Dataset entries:
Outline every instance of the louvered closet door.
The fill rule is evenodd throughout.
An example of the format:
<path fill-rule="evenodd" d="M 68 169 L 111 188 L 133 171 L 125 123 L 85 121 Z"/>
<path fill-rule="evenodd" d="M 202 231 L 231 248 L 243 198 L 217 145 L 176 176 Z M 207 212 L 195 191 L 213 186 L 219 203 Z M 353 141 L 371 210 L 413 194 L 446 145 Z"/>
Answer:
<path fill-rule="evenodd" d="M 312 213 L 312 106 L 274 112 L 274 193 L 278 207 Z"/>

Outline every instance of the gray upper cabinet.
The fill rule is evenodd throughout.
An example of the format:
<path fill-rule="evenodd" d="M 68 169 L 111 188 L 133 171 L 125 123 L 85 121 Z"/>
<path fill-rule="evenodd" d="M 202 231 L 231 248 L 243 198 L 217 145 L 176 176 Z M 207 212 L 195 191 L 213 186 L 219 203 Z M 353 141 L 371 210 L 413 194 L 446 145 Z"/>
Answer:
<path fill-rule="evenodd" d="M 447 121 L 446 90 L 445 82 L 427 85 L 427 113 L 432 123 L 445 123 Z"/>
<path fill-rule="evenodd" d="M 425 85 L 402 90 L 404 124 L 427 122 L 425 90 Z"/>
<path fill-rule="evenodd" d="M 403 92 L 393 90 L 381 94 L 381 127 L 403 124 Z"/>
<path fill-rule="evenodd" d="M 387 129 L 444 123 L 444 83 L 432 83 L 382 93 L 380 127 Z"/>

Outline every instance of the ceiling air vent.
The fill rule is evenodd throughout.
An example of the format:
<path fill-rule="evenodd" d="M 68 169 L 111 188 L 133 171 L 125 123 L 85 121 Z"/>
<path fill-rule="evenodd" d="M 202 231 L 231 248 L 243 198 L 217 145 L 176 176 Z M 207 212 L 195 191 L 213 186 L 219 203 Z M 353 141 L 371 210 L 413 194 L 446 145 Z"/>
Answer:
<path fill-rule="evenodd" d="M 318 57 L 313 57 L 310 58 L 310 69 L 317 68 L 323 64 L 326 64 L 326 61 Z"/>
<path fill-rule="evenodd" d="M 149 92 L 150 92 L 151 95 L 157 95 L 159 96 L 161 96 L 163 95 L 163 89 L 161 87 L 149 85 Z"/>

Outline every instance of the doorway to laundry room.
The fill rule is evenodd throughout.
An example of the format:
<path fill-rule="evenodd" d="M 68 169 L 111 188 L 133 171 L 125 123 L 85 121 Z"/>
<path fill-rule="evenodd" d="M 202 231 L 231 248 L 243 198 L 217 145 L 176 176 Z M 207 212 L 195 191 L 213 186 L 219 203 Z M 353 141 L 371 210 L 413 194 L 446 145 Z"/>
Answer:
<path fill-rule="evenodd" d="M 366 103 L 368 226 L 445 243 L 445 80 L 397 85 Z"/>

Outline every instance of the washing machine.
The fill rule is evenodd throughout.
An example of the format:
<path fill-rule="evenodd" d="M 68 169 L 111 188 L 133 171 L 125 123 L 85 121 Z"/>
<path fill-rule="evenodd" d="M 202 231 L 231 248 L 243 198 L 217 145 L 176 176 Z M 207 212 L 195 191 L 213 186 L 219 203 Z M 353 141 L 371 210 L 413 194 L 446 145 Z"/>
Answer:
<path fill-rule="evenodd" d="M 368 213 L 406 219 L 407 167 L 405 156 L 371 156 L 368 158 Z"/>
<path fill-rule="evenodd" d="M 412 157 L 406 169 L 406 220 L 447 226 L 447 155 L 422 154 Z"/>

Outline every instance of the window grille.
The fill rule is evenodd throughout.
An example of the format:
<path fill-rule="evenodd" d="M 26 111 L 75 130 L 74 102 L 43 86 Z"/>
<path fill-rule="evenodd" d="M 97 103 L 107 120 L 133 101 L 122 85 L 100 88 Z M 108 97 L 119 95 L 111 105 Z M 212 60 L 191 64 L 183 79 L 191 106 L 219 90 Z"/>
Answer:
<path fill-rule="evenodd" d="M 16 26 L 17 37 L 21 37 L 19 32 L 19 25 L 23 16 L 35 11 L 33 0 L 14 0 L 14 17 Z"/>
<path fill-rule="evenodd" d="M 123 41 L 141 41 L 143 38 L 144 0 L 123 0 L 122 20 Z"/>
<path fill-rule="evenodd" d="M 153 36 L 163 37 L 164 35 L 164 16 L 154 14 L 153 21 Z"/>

▶ [GIVEN EXERCISE]: Return every line of the dataset entries that contains the word "instance", matching case exactly.

▶ [EXERCISE ANSWER]:
Outline every instance of the louvered closet door.
Outline every instance of the gray upper cabinet.
Outline every instance of the ceiling air vent.
Outline every instance of the doorway to laundry room.
Outline every instance of the washing machine.
Outline every instance of the window grille.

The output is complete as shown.